Work to be completed: Copy out, from the entries below, each line holding the string "along".

Source records:
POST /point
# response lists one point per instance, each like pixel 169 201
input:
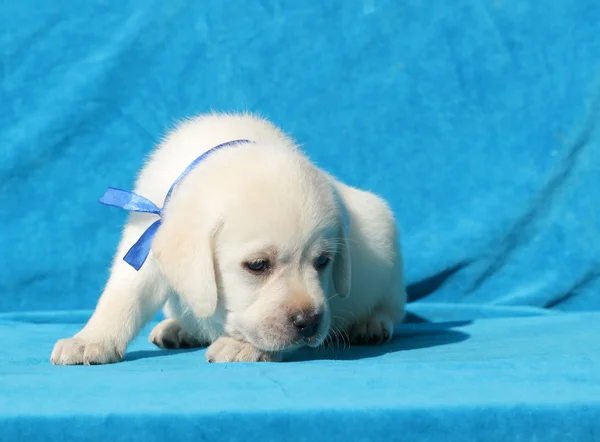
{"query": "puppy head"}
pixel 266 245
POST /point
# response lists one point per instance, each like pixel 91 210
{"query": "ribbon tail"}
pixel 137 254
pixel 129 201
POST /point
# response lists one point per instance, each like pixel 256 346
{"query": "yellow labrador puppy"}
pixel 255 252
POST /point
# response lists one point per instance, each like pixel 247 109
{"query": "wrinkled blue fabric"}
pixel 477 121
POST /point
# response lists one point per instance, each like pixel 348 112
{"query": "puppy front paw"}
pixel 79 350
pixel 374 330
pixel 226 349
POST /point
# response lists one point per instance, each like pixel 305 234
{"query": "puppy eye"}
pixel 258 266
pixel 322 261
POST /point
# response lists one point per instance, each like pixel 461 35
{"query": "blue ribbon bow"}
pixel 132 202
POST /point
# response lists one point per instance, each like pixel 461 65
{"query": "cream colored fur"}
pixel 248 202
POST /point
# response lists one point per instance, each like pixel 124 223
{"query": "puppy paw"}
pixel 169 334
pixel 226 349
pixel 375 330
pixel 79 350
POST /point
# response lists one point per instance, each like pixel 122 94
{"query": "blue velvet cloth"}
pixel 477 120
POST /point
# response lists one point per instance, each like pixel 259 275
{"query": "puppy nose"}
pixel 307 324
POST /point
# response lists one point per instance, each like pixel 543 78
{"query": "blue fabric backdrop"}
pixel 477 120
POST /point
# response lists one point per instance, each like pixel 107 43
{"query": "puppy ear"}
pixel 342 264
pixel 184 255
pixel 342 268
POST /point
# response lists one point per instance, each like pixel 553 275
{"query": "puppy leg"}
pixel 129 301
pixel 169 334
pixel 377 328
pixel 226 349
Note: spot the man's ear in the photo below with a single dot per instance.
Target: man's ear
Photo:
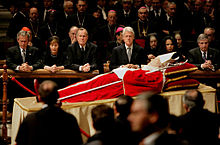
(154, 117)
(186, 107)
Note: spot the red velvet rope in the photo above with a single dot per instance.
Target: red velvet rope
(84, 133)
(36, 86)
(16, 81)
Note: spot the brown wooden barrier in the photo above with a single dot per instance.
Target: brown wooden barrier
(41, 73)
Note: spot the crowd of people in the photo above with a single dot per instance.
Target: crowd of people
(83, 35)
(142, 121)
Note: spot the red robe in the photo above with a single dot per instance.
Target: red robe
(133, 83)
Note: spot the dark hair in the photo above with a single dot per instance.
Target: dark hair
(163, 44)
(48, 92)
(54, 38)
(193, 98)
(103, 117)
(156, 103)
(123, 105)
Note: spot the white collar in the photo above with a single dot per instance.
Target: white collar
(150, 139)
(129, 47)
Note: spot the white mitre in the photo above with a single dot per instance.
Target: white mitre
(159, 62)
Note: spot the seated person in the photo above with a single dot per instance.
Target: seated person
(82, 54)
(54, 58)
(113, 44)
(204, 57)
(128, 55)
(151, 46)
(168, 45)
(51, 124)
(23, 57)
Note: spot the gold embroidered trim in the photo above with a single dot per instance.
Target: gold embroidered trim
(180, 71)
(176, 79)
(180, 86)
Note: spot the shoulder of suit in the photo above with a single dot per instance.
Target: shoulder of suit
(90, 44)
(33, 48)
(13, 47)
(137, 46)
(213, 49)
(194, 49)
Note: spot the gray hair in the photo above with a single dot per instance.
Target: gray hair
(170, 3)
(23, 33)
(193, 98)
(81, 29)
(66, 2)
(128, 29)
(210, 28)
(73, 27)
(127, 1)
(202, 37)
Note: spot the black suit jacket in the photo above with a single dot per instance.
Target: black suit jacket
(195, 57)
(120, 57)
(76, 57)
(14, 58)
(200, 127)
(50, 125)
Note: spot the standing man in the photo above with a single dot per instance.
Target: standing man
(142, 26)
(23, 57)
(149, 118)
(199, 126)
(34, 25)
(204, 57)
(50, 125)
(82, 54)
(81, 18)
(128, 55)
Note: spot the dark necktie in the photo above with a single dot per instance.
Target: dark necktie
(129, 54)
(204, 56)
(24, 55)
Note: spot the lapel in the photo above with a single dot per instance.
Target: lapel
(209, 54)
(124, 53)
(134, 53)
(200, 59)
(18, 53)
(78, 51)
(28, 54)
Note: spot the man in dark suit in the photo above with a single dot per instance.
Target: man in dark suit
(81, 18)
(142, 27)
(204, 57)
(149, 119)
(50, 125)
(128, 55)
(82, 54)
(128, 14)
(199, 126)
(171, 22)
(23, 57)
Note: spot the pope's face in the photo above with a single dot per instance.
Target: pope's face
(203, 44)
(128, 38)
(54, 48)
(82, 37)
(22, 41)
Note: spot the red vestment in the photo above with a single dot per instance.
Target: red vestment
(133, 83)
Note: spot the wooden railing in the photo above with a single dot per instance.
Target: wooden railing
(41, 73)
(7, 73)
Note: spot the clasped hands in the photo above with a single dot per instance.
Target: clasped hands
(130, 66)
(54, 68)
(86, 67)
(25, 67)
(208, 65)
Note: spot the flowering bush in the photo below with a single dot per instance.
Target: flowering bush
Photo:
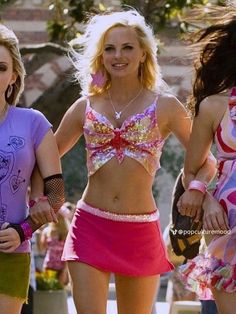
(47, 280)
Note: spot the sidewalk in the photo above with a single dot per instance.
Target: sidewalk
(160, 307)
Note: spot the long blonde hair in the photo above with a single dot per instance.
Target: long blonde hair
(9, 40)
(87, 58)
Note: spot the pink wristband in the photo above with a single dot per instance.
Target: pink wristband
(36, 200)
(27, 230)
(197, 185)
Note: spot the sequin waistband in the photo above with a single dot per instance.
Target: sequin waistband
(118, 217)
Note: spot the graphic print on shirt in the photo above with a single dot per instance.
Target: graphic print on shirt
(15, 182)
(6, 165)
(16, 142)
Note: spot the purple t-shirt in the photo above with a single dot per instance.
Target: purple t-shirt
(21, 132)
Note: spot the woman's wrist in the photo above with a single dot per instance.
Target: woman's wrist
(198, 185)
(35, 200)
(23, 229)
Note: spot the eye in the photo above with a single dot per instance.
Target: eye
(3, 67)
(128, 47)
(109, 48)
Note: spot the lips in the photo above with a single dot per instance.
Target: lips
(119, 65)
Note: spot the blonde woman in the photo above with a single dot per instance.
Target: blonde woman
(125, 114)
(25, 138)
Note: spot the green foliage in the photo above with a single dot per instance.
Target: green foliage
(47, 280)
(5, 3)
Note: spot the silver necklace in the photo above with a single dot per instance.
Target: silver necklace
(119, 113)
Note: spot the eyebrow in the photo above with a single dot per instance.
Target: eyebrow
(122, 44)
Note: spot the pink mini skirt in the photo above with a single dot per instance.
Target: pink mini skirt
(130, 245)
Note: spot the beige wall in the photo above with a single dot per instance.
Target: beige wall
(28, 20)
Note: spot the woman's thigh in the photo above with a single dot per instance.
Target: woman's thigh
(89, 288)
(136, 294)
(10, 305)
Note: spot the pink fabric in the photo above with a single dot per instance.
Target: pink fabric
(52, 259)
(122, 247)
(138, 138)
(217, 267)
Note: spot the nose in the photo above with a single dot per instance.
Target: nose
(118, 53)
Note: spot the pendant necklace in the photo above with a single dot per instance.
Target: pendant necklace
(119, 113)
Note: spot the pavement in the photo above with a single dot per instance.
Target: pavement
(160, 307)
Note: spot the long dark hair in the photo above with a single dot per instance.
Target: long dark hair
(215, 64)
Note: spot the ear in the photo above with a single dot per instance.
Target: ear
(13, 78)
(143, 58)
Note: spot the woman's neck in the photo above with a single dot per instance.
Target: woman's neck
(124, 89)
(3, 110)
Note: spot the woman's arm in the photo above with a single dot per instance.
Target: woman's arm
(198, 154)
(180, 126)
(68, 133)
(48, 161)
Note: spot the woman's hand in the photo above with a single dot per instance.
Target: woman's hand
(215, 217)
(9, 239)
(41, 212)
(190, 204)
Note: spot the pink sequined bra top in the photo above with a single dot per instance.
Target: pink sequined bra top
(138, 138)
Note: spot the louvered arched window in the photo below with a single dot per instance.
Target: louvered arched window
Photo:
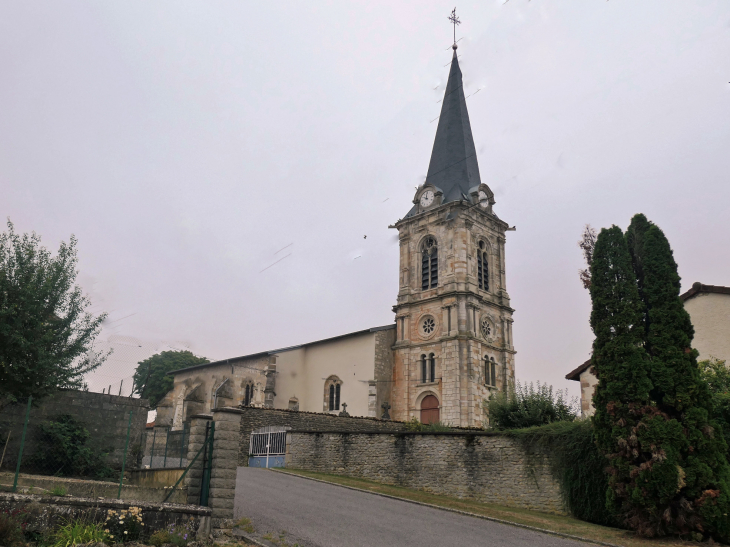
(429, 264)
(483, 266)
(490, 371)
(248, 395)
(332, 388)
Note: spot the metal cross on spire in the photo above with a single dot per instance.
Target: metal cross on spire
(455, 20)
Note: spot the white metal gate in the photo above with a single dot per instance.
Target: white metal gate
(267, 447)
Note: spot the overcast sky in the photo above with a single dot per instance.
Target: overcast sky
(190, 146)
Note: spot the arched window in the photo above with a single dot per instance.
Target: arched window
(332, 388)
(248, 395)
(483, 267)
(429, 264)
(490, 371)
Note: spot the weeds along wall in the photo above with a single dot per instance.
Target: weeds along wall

Task result:
Note: spot the weeds along wall in the photo above with a single dot per instance.
Target: weeds along wall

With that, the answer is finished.